== Ausgangstext ==
Die Region hat im Bayern-Trend gewählt – inklusive Katzenjammer bei der CSU.
Foto: Nicolas Bettinger | Die Region hat im Bayern-Trend gewählt – inklusive Katzenjammer bei der CSU.
Michael Czygan
 |  aktualisiert: 07.04.2020 12:05 Uhr

Für einige Kandidaten steht noch eine weitere Nacht Zittern an: Die Namen der künftigen Landtagsabgeordneten aus Unterfranken, die über die Liste der Parteien gewählt wurden, stand am Montagabend noch nicht fest. Im Büro des Landeswahlleiters wurden zwar rund um die Uhr Daten erfasst, endgültige Aussagen seien aber erst am Dienstag möglich, so ein Sprecher auf Anfrage.

Fest steht derweil, dass Unterfranken im Maximilianeum künftig 19 der 205 Abgeordneten stellt. Anders als in anderen Regierungsbezirken gibt es hier keine Überhang- und Ausgleichsmandate. Neun Sitze gehen an die CSU, bisher waren es zwölf. Die Grünen sind künftig mit drei Abgeordneten vertreten, einer mehr als in der vergangenen Legislaturperiode. Die SPD hat sich halbiert, sie schickt zwei statt vier Unterfranken nach München. Die Freien Wähler behalten zwei Sitze. Neu im Landtag vertreten sind die AfD mit zwei Mandaten und Rückkehrer FDP mit einem.

CSU

Die Verluste der CSU mit minus 8,7 Prozentpunkten auf nunmehr 41,4 Prozent fallen in Unterfranken nicht ganz so erdrutschartig aus wie anderswo in Bayern – ein Verdienst nicht zuletzt von Barbara Stamm. Die Grande Dame der CSU hat dank ihrer Popularität der Partei nach 42 Jahren im Landtag einen letzten Dienst erwiesen. Auch wenn das genaue Ergebnis noch aussteht: Die Landtagspräsidentin war einmal mehr die Stimmenkönigin der Unterfranken-CSU. Selbst hat die 73-Jährige davon nicht profitiert, über die Liste schaffte es kein CSU-Politiker im Freistaat ins Maximilianeum. Alle neun CSU-Mandate gehen an erfolgreiche Direktkandidaten, allen voran an Sandro Kirchner im Stimmkreis Bad Kissingen.

== Arbeitsanweisungen ==
**a.** Gib aus dem Bericht zur Landtagswahl in Unterfranken den Abschnitt von „Fest steht derweil, dass“ bis „FDP mit einem.“ wortgetreu aus.
**b.** Führe den Bericht zur Landtagswahl in Unterfranken im Anschluss an seinen letzten Satz weiter.

== Gezeigte Daten ==
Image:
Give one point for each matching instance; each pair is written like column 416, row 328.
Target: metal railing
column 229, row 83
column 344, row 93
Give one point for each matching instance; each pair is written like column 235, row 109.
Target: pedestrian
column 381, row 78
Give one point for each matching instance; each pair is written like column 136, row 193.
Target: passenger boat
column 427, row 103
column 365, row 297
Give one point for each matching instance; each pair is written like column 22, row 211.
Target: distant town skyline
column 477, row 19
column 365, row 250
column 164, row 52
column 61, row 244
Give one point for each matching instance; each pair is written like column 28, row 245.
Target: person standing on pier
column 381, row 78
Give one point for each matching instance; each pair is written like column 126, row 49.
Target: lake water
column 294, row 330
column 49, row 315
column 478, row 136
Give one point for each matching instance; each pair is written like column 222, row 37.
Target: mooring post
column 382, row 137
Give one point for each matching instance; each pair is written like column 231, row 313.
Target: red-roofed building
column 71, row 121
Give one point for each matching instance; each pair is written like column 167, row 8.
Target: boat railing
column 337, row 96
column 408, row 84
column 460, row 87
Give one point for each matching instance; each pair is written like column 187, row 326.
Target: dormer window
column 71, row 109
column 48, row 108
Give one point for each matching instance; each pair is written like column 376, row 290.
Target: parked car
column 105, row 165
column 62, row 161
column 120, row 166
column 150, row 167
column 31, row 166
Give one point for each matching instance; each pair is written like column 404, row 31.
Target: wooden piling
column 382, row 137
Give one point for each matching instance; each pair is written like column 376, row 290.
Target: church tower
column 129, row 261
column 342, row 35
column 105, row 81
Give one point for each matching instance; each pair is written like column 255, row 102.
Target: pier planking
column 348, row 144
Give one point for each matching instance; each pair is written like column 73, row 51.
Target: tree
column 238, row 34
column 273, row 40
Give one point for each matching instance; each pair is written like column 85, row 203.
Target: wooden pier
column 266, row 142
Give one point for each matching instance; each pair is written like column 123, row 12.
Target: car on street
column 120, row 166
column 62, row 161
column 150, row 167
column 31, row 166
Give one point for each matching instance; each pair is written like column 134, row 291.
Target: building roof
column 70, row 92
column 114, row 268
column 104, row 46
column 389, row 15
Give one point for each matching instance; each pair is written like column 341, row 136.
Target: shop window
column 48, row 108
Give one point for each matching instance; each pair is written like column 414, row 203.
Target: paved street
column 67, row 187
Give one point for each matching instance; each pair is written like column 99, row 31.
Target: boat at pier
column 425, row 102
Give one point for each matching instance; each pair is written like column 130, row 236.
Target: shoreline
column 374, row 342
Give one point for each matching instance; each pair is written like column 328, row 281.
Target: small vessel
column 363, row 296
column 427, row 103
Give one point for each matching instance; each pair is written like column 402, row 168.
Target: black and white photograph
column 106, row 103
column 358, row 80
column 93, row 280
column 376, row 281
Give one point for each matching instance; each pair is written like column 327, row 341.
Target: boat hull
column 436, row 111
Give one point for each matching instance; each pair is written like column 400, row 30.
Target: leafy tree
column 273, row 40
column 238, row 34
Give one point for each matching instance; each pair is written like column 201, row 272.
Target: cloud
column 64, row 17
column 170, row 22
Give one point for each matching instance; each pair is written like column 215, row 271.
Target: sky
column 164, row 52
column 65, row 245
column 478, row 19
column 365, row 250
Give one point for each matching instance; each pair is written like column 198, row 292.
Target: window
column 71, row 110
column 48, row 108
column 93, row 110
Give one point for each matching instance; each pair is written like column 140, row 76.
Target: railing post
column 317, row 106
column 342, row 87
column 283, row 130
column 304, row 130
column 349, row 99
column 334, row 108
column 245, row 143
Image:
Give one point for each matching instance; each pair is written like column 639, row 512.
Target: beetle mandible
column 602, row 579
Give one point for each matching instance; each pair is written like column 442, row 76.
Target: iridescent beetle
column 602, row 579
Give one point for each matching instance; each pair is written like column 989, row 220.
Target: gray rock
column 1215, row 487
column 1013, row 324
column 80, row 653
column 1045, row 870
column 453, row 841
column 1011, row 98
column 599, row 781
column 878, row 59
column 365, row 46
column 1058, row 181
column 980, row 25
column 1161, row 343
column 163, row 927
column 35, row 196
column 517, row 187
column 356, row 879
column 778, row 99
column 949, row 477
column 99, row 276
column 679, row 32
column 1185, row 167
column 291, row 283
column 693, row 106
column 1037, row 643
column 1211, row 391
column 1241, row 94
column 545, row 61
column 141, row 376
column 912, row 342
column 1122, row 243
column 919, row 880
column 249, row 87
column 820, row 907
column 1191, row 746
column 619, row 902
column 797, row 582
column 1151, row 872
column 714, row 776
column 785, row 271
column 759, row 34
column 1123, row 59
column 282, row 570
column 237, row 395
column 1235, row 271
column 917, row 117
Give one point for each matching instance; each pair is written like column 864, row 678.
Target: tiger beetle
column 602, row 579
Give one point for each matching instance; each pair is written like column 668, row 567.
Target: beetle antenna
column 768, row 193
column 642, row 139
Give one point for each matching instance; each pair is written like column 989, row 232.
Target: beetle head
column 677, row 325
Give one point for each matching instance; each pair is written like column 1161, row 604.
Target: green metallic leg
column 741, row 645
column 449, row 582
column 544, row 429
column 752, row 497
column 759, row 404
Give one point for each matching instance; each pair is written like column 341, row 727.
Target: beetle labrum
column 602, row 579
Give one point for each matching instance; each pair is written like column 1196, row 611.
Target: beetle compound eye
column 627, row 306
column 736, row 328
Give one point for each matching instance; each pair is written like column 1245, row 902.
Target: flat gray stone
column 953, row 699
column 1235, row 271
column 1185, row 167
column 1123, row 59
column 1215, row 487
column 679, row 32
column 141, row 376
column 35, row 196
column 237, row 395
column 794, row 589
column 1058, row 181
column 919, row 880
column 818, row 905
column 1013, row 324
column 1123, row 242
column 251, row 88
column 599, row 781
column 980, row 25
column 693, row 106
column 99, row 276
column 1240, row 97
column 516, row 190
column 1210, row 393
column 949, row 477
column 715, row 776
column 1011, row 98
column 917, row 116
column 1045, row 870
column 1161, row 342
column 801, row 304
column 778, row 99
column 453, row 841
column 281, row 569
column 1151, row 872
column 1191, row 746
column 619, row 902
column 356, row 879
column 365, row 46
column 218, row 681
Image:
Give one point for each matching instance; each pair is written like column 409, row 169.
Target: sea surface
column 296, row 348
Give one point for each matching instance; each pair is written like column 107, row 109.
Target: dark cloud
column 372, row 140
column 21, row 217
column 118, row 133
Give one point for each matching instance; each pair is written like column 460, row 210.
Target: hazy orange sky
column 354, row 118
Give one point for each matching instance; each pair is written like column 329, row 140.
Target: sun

== Lösungen ==
**a.**
Fest steht derweil, dass Unterfranken im Maximilianeum künftig 19 der 205 Abgeordneten stellt. Anders als in anderen Regierungsbezirken gibt es hier keine Überhang- und Ausgleichsmandate. Neun Sitze gehen an die CSU, bisher waren es zwölf. Die Grünen sind künftig mit drei Abgeordneten vertreten, einer mehr als in der vergangenen Legislaturperiode. Die SPD hat sich halbiert, sie schickt zwei statt vier Unterfranken nach München. Die Freien Wähler behalten zwei Sitze. Neu im Landtag vertreten sind die AfD mit zwei Mandaten und Rückkehrer FDP mit einem.

**b.**
Der 43-Jährige ist der Stimmenkönig in Franken. Sein Erststimmenergebnis von 49,5 Prozent wird im übrigen Bayern nur noch von Finanzminister Albert Füracker übertroffen, der in Neumarkt (Oberpfalz) 50,3 Prozent der Erststimmen bekam. Dafür liegt Bad Kissingen bei den Gesamtstimmen mit 49,8 Prozent bayernweit vorn.

Unter den CSU-Abgeordneten, die nach München gehen, sind auch die Kabinettsmitglieder Justizminister Winfried Bausback (Aschaffenburg) und Innenstaatssekretär Gerhard Eck (Schweinfurt). Beide galten bislang als Stützen der Staatsregierung unter Markus Söder. Gut möglich also, dass sie ihre Posten auch in einer Koalition mit den Freien Wählern behalten.

Für Oliver Jörg indes, der immer wieder als Kandidat fürs Kabinett gehandelt wurde, war es ein ganz bitterer Wahlabend. Der 46-Jährige, dessen Verdienste um den Wissenschaftsstandort Mainfranken unbestritten sind, steht nach dem Verlust des Direktmandats in Würzburg mit leeren Händen da.

Die Universitätsstadt ist nach dem Aus von Stamm und Jörg nun gar nicht mehr in der Landtags-CSU vertreten. Keine gute Ausgangsposition, wenn es um die avisierte Modernisierung der Partei in den Großstädten geht. Auch nicht mit Blick auf die christlich-liberale Klientel, die die CSU-Oberen mit ihrem Zickzackkurs in der Flüchtlingspolitik und allzu schriller Rhetorik in den vergangenen Monaten so nachhaltig verstört hatte. Da waren Stamm und Jörg ebenso glaubwürdige wie gefragte Ansprechpartner.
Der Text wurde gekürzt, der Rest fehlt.